WHAT THE TASK REQUIRES →
Every line of the records below should be restated exactly.

start MATERIAL FOR THIS TASK

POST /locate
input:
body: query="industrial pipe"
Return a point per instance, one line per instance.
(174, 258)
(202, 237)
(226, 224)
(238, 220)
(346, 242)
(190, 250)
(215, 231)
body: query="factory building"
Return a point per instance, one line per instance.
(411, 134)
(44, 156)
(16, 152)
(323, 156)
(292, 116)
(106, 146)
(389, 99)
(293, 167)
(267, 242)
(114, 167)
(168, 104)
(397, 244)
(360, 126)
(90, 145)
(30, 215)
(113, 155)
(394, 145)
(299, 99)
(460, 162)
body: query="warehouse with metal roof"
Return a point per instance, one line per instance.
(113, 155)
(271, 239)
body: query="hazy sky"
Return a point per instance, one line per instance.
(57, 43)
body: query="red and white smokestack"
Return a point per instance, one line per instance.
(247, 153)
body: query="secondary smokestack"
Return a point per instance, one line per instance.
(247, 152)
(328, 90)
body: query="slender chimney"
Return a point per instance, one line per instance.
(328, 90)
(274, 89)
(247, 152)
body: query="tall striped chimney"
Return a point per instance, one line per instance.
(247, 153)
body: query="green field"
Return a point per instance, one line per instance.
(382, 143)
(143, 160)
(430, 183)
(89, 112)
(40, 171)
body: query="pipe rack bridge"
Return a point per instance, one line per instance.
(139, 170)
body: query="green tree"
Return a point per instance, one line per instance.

end MATERIAL FOR THIS TASK

EXERCISE SOLUTION →
POST /locate
input:
body: query="industrial pipe"
Return a point per instance, one line per instance.
(174, 258)
(202, 237)
(226, 224)
(238, 220)
(346, 242)
(190, 250)
(215, 231)
body: query="factory building"
Return a point per instance, one line per instance.
(411, 134)
(44, 156)
(16, 152)
(323, 156)
(292, 116)
(106, 146)
(389, 99)
(293, 167)
(267, 242)
(114, 167)
(168, 104)
(397, 244)
(360, 126)
(90, 145)
(30, 215)
(113, 155)
(394, 145)
(299, 99)
(460, 162)
body: query="warehouse with metal roof"
Return a point per instance, one line per instance.
(113, 155)
(271, 239)
body: query="hazy sky"
Return a point per instance, one line per instance.
(57, 43)
body: query="red and white smokestack"
Return a point per instance, one line per instance.
(247, 153)
body: query="secondary smokestack"
Return a point per instance, one line per instance.
(247, 152)
(328, 90)
body: query="slender chimney"
Return a point per instance, one line per instance.
(328, 90)
(274, 89)
(247, 152)
body: query="tall striped chimney"
Return a point per instance, one line per instance.
(247, 153)
body: query="green field"
Return a point per instance, one line per instance.
(382, 143)
(143, 160)
(430, 183)
(89, 112)
(40, 171)
body: query="pipe rack bridge"
Return a point per instance, one line per instance.
(139, 170)
body: query="green tree"
Return a point per instance, one line per instance.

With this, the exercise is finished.